:: ASSIGNMENT ::
Below are entries to reproduce exactly, apart from their pictures.

:: EXTRACTED MATERIAL ::
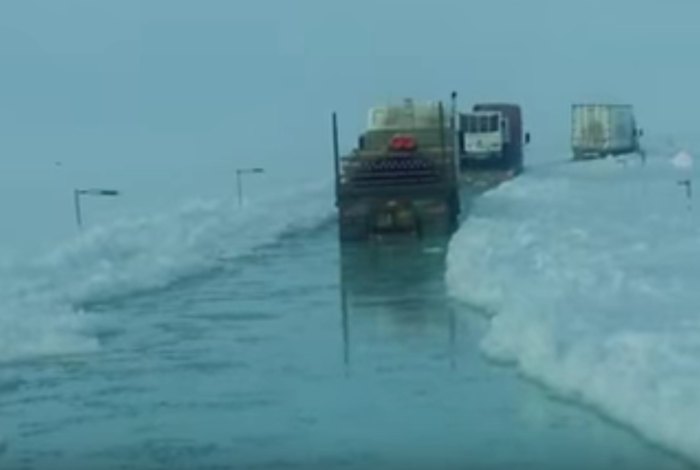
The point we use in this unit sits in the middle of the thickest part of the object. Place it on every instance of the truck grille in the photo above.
(392, 171)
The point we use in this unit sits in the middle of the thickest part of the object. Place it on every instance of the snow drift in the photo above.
(590, 273)
(41, 298)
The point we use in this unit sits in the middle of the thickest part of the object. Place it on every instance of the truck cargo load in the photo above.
(600, 130)
(401, 177)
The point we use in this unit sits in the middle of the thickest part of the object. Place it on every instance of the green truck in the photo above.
(408, 171)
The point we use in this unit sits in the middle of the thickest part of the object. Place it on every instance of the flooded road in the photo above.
(299, 355)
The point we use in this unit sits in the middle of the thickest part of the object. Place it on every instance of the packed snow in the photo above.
(589, 274)
(42, 299)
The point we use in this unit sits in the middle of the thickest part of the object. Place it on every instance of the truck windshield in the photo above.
(482, 123)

:: RESPONSE TO THE TASK ::
The point we use in this unit sits in the middle of the thickest part of the object. Place it on every instance of the truck grille in the photo above.
(392, 171)
The point we use in this unit sits in the middle of the thickest part of the object. Place it on every instance of the snow drift in the photo above.
(590, 273)
(41, 298)
The point we use in this unit sits in the middle of the thickest part of the object. Place it on every instance of the truck cargo load in the photo above.
(600, 130)
(401, 177)
The point we use in this unit sits in the middle of the thickest part of the object. Place it on every instance of the green truck in the photo above.
(408, 171)
The point we use in this unit sits in the middle of the thickest part of the object. Place it on every instance of the flooded road in the photo above.
(299, 355)
The point we use in this unit sits in the middle of the thickest part of the object. Place it on every instance of the packed snow in the photo above.
(589, 274)
(42, 299)
The point we use in this unit sits in the middle of the thickest part of the object. Place it on every instance of the truck windshield in the photo above.
(482, 123)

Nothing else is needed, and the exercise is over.